[TASK INSTRUCTIONS]
A. Retype a passage from the bullet-and-block thread, beginning at the words "You cannot use" and stopping after "saying okay :)".
B. In the bullet-and-block thread, why does imron07 say the v^2 formula cannot be used?
C. Write the next part of the bullet-and-block thread, following on from its final post.

[TEXT]

## ashna 3 years ago A bullet of mass 20g strikes a block of mass 980g with a velocity V and is embedded with it . The block is in contact of a spring whose force-constant is 100N/M. After the collision the spring is compressed upto 10cm . find (a) the velocity of the block after collision (b) magnitude of the velocity v of the bullet (c) loss in KE due to the collision.

1. ashna

use v^2 - u^2 / 2as formula ?

2. ashna

then ?

3. imron07

Okay, while waiting for yahoo, let me give a clue:

4. ashna

okay

5. imron07

You cannot use v^2=blah-blah 2as formula because the acceleration here is not constant. Use conservation of energy instead: Kinetic energy+potential energy of the system is conserved.

6. ashna

okay

7. imron07

Did you get what i mean or just saying okay :)

(Saved data entries)

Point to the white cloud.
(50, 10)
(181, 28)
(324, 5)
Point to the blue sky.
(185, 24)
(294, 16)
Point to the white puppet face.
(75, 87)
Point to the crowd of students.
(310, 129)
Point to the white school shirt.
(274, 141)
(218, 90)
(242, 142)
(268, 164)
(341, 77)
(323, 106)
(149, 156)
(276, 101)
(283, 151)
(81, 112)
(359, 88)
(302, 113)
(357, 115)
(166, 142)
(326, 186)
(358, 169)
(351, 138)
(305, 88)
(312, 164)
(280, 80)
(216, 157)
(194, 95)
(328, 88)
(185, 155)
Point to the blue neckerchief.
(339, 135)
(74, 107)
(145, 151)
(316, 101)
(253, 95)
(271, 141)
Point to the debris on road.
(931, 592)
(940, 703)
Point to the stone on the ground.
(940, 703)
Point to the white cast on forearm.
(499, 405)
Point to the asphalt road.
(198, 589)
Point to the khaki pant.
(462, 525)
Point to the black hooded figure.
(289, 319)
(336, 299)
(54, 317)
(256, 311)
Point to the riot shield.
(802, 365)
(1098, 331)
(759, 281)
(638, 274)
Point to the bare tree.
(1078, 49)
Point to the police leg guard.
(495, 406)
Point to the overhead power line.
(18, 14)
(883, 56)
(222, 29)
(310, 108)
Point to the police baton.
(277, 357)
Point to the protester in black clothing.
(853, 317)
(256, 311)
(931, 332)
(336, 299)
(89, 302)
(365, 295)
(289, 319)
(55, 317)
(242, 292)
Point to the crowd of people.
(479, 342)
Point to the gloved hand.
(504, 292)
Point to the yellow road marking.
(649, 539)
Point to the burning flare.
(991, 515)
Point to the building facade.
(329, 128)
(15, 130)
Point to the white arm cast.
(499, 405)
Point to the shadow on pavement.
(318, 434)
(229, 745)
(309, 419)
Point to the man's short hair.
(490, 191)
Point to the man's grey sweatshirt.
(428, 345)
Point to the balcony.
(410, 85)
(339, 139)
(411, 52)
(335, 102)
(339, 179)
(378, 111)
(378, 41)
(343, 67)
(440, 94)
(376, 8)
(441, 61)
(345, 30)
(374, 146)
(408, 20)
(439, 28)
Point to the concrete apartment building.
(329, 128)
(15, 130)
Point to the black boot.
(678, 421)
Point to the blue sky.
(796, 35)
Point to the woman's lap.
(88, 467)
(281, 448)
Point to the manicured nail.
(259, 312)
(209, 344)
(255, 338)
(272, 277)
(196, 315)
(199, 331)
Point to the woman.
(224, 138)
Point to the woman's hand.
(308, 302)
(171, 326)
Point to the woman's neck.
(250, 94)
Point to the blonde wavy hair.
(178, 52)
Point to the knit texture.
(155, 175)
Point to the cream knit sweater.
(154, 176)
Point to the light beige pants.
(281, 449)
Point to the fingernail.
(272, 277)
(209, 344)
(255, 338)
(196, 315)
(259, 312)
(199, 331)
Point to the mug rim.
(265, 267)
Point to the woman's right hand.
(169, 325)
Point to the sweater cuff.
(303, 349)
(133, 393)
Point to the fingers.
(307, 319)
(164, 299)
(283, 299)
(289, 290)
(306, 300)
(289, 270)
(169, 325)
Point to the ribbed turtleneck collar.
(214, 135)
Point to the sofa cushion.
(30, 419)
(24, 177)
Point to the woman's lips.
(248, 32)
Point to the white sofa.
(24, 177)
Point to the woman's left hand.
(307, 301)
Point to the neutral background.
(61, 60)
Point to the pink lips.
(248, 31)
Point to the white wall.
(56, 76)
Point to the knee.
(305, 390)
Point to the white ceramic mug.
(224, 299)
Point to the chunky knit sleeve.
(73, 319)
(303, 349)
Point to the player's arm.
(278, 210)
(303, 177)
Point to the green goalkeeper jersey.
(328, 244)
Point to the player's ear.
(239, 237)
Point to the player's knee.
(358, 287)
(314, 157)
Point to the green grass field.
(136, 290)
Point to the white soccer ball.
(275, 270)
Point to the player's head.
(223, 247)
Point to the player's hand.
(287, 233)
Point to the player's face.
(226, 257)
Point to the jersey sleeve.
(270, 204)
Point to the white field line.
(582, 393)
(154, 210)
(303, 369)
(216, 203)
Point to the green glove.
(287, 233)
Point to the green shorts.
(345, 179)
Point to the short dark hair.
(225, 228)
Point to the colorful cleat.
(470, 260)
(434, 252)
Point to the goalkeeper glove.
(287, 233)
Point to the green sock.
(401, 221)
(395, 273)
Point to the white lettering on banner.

[THE RESULTS]
A.
You cannot use v^2=blah-blah 2as formula because the acceleration here is not constant. Use conservation of energy instead: Kinetic energy+potential energy of the system is conserved.

6. ashna

okay

7. imron07

Did you get what i mean or just saying okay :)

B. Because the acceleration here is not constant.

C.
8. imron07

For potential energy, use spring's potential. What is the kinetic energy + potential energy of the system after collition?

9. eashmore

imron07 is right, we need to track energy. Let's study the flow of energy. Let's ignore potential energy, we will assume everything occurs in a horizontal plane. Let's identify the components of the system. We have a bullet, block, and spring. First we fire the bullet. It has kinetic energy of$KE_b = {1 \over 2} m_b v^2$ Now, when the bullet impacts the block, we will assume all the energy is transferred. The kinetic energy of the bullet/block system is$KE_B = {1 \over 2} (m_b + m_B) V^2$(Big B is the block). Now, all that energy is transferred to the spring. The energy stored in a spring is$E_s = {1 \over 2} kx^2$where x is the displacement and k is the spring constant.

10. ashna

okay now i understand :)

11. ashna

what should i do for (a) ?

12. eashmore

You need to work backwards from what I presented. We know how much energy goes into the spring from what is given in the problem statement.

13. ashna

what is displacement here ?

14. ashna

@eashmore ?

15. eashmore

10 cm

16. ashna

first part E = 5000 J ?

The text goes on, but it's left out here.